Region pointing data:
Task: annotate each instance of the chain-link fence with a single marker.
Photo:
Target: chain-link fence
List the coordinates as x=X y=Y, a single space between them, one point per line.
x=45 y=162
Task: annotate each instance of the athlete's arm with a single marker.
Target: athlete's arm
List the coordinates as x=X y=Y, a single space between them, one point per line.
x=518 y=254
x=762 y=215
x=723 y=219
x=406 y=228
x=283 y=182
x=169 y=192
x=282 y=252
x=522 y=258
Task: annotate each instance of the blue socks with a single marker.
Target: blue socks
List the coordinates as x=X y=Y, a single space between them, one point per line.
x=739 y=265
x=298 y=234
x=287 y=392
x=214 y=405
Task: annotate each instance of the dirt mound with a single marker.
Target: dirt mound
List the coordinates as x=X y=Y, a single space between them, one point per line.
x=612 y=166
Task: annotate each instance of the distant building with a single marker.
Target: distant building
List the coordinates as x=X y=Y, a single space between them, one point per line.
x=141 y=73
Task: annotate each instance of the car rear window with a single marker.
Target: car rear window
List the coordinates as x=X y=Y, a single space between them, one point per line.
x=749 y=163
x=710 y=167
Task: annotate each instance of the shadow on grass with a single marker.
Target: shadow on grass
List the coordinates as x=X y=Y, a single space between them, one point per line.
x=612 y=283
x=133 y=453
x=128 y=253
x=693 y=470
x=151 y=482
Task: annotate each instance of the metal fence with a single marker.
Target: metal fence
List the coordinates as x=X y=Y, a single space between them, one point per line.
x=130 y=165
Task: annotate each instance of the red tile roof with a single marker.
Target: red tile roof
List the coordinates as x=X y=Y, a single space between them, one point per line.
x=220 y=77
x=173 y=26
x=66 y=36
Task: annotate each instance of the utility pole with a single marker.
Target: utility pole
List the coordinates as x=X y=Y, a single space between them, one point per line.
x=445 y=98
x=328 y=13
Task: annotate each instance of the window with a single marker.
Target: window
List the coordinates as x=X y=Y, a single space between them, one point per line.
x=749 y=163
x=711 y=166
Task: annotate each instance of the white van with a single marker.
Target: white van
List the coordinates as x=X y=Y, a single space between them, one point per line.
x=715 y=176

### [EXERCISE INSTRUCTIONS]
The task calls for all the records above to be repeated exactly.

### [ANSWER TO THIS EXERCISE]
Task: annotate each instance of the chain-link fence with a single marker.
Photo:
Target: chain-link fence
List the coordinates as x=X y=Y, a single space between them, one point per line.
x=45 y=162
Task: annotate each instance of the athlete's arm with a single marker.
Target: athlete's arm
List the coordinates as x=X y=Y, a single space between them, one point per line.
x=518 y=254
x=762 y=215
x=723 y=219
x=406 y=228
x=283 y=182
x=169 y=192
x=282 y=252
x=522 y=258
Task: annotate each instance of the blue socks with a single marker.
Target: blue socks
List the coordinates as x=X y=Y, a single space between them, one point per line.
x=739 y=265
x=298 y=234
x=287 y=392
x=214 y=405
Task: annotate each instance of the dirt mound with a single marker.
Target: dirt mound
List the coordinates as x=X y=Y, a single space between them, one point per line.
x=612 y=166
Task: annotate each instance of the distant building with a single marker.
Target: distant building
List the coordinates as x=X y=Y, a single space between them, one point per line.
x=141 y=73
Task: annotate each instance of the car rear window with a single marker.
Target: car rear window
List the coordinates as x=X y=Y, a single space between them, one point per line.
x=749 y=163
x=710 y=167
Task: annotate each instance of the shadow on grass with a single marker.
Target: shadow on grass
List the coordinates as x=X y=Y, a single space between them, one point per line.
x=612 y=283
x=133 y=453
x=128 y=253
x=693 y=470
x=151 y=482
Task: annotate each instance of the metal fence with a single marker.
Target: metal fence
List the coordinates as x=X y=Y, a single space between them, one point per line.
x=130 y=165
Task: annotate each instance of the red tile roof with a single marker.
Target: red tile roof
List the coordinates as x=X y=Y, a single space between them, one point per line.
x=220 y=77
x=173 y=26
x=66 y=36
Task: annotate each instance of the utility pole with a single marker.
Target: utility pole
List the coordinates as x=X y=Y, a single space between them, one point per line.
x=445 y=98
x=328 y=13
Task: annotate each instance of the window with a single marker.
Target: window
List the coordinates as x=X y=Y, a single space between them, one point per line.
x=749 y=163
x=711 y=166
Task: annotate each instance of the white van with a single marker.
Target: white van
List the coordinates as x=X y=Y, a single space between them, one point per line.
x=715 y=176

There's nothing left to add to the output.